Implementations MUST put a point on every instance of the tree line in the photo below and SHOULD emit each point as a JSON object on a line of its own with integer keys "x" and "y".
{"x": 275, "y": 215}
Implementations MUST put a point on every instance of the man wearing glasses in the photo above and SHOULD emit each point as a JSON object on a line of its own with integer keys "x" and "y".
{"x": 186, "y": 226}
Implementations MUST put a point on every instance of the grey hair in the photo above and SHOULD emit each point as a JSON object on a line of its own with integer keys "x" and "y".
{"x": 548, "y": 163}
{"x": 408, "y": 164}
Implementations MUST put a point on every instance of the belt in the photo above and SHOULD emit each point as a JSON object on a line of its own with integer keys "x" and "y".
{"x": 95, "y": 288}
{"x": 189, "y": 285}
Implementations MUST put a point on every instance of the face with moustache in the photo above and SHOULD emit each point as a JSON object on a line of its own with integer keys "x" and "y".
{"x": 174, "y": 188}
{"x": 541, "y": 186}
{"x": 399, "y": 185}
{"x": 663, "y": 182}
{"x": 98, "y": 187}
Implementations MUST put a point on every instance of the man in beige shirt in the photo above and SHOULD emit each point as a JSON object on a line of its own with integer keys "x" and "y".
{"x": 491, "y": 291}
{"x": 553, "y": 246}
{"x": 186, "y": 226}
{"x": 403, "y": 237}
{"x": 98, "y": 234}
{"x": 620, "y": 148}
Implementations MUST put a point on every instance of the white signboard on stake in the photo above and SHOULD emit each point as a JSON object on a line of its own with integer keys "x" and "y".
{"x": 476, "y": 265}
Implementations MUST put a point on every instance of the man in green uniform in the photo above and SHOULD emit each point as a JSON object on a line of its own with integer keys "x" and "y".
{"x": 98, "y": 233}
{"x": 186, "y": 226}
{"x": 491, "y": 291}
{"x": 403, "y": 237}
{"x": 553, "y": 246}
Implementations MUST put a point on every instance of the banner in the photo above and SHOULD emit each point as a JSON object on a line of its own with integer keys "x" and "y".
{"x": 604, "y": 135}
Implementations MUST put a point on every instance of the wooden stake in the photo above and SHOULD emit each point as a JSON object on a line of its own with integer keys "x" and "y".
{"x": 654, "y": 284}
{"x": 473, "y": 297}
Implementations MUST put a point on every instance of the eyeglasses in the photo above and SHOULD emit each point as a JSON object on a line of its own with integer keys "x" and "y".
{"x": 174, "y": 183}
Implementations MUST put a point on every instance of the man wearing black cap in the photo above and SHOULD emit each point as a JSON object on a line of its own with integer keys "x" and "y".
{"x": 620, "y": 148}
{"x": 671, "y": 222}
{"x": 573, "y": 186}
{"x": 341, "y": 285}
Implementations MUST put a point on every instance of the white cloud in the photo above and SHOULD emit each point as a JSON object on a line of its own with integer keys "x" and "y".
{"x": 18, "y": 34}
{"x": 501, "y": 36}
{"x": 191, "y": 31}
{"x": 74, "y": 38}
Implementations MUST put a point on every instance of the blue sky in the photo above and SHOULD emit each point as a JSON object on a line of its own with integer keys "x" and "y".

### [YOUR INSTRUCTIONS]
Could you write out all the records exactly, please?

### [EXERCISE RESPONSE]
Implementations MUST put a point on every instance of the tree line in the photo below and SHOULD emit each point as a JSON object on a line of its own with integer keys "x" and "y".
{"x": 275, "y": 215}
Implementations MUST put a point on every instance of the man wearing glasses in the photo above and SHOULD emit each point as a JSON object on a line of its own with integer keys "x" and "y".
{"x": 186, "y": 226}
Implementations MUST put a point on every instance of the grey hair in the photo above and SHOULD emit each point as a JSON object on a line of its own with integer keys "x" and "y".
{"x": 548, "y": 163}
{"x": 408, "y": 164}
Implementations MUST put a point on every instance of the belt in the photo above and SHOULD emit each point as a JSON object on a line of its own with integer keys "x" and "y".
{"x": 95, "y": 288}
{"x": 189, "y": 285}
Implementations MUST put a point on every instance of the face with moustache in the photo above and SHOULD emit each point as a JSON object on a line of its own with integer keys "x" and "y".
{"x": 174, "y": 188}
{"x": 541, "y": 186}
{"x": 399, "y": 185}
{"x": 663, "y": 182}
{"x": 98, "y": 187}
Implementations MUST put a point on every instance of the man in beige shirt in the photo above and SHOULD emit each point as a JSON object on a line of its own with integer keys "x" and "y".
{"x": 491, "y": 291}
{"x": 553, "y": 246}
{"x": 186, "y": 226}
{"x": 403, "y": 237}
{"x": 98, "y": 234}
{"x": 620, "y": 148}
Implementations MUST put a point on every instance of the white signboard on stake in the photo above and SHOULD emit each point as a JSON object on a line of its own with integer keys "x" and "y".
{"x": 476, "y": 265}
Implementations MUST put a point on every instance of the man in green uniform in the photo above and SHOULD emit each point as a JSON object on a line of its own with integer keys "x" and "y".
{"x": 98, "y": 233}
{"x": 186, "y": 226}
{"x": 491, "y": 291}
{"x": 403, "y": 237}
{"x": 553, "y": 246}
Implementations MUST put a point on every instance of the banner in the photo above and SHOULD emit each point as a JSON object on a line of its own with integer keys "x" and "y".
{"x": 604, "y": 135}
Implementations MUST put a point on every instance of the wooden stake in the photo above and SHOULD emit each point as a JSON object on a line of its own with integer keys "x" and "y".
{"x": 654, "y": 284}
{"x": 473, "y": 297}
Implementations MUST put a point on every instance of the eyeglasses in the photo above and SHOULD emit each point as a JSON object on a line of its own with integer keys "x" and "y".
{"x": 174, "y": 183}
Implementations MUST put a point on every instance of the man wearing black cap in the photo above and SHOULD emit each point as a JSON object on a line of its own with integer keys "x" and "y".
{"x": 620, "y": 148}
{"x": 671, "y": 222}
{"x": 573, "y": 186}
{"x": 341, "y": 285}
Implementations MUST put a point on every instance of the white cloud in the photo above and SHOULD emit each point as a JSON object on a line of its own with integer keys "x" and "y".
{"x": 18, "y": 34}
{"x": 501, "y": 36}
{"x": 191, "y": 31}
{"x": 74, "y": 38}
Implementations MUST put a point on every instance of the blue sky in the photo above and SHOULD emit each point as a JSON object on a line of its own with integer keys "x" and "y".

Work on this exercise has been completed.